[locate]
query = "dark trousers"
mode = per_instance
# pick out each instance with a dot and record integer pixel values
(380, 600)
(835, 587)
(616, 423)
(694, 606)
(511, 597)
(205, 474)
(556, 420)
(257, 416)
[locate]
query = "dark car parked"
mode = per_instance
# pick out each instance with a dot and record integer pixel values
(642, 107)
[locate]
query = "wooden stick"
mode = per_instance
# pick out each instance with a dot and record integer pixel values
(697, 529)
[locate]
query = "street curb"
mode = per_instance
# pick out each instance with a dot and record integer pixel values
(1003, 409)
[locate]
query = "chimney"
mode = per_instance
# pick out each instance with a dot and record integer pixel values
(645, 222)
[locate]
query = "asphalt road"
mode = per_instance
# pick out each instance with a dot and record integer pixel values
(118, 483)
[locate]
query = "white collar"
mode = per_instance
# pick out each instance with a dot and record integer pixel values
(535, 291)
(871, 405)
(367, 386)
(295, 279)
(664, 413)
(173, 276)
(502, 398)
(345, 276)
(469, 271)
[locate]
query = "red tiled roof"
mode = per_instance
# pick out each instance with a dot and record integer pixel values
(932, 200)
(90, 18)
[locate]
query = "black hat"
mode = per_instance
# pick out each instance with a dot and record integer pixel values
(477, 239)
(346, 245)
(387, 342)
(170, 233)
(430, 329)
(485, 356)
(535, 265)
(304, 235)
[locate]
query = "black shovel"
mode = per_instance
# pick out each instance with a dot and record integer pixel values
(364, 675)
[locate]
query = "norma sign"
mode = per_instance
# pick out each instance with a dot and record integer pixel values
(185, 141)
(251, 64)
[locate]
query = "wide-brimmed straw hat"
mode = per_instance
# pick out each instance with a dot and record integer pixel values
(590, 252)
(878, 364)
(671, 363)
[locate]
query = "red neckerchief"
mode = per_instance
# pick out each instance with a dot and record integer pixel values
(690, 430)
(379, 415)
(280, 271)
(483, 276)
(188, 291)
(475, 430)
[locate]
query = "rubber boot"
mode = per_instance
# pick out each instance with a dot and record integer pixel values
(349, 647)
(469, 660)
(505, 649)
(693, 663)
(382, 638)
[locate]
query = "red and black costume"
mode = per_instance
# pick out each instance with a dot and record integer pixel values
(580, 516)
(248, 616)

++++

- Written exercise: Reproduce every line of the entries above without changing anything, from the first [locate] through the final coordinate pair.

- Exercise solution:
[locate]
query = "dark trousers"
mode = per_instance
# pick out each instance with a dot and record integer pixel values
(380, 600)
(835, 587)
(616, 423)
(694, 606)
(511, 597)
(205, 474)
(556, 420)
(257, 416)
[locate]
query = "dark car parked"
mode = per_instance
# pick out each instance with a dot and record integer pixel values
(642, 107)
[locate]
query = "wooden stick"
mode = per_instance
# pick out each instance with a dot and record integer pixel values
(697, 529)
[locate]
query = "street curb"
mode = per_instance
# pick out each instance with a dot and record integer pixel values
(1003, 409)
[locate]
query = "chimney"
mode = per_instance
# pick out each instance with a dot and record integer pixel values
(645, 222)
[locate]
query = "asphalt road"
mode = per_instance
# pick out each instance with a dot and record integer pixel values
(118, 483)
[locate]
query = "white collar"
mode = per_instance
# pick out each instance with a dot and record integer pixel values
(535, 291)
(871, 405)
(367, 386)
(295, 279)
(664, 413)
(173, 276)
(502, 398)
(345, 276)
(469, 271)
[locate]
query = "red tiled roof"
mode = per_instance
# pick out each instance with a dot and record integer pixel values
(932, 200)
(90, 18)
[locate]
query = "black hat"
mode = per_instance
# pick out each instance with a dot and record integer pixel values
(477, 239)
(346, 245)
(387, 342)
(170, 233)
(430, 329)
(485, 356)
(535, 265)
(304, 235)
[locate]
query = "black shovel"
mode = per_instance
# pick out each instance with a dot and record integer pixel values
(364, 675)
[locate]
query = "norma sign"
mode = per_instance
# pick out each instance with a dot and record integer pixel values
(185, 141)
(251, 64)
[locate]
query = "wide-brimmed straw hat"
mode = per_instance
# pick out each instance with a dot and record integer pixel values
(590, 252)
(878, 364)
(671, 363)
[locate]
query = "red neckerchief"
mode = per_instance
# pick out each instance with a dot and record integer pixel values
(690, 430)
(379, 415)
(280, 271)
(483, 276)
(188, 291)
(475, 430)
[locate]
query = "rubber boot"
mode = per_instance
# pick out each instance with a dot and record integer pixel values
(349, 647)
(469, 660)
(505, 649)
(693, 663)
(382, 638)
[locate]
query = "red and black costume"
mode = per_instance
# pick out each instance with a dot and record integer pixel values
(580, 516)
(248, 616)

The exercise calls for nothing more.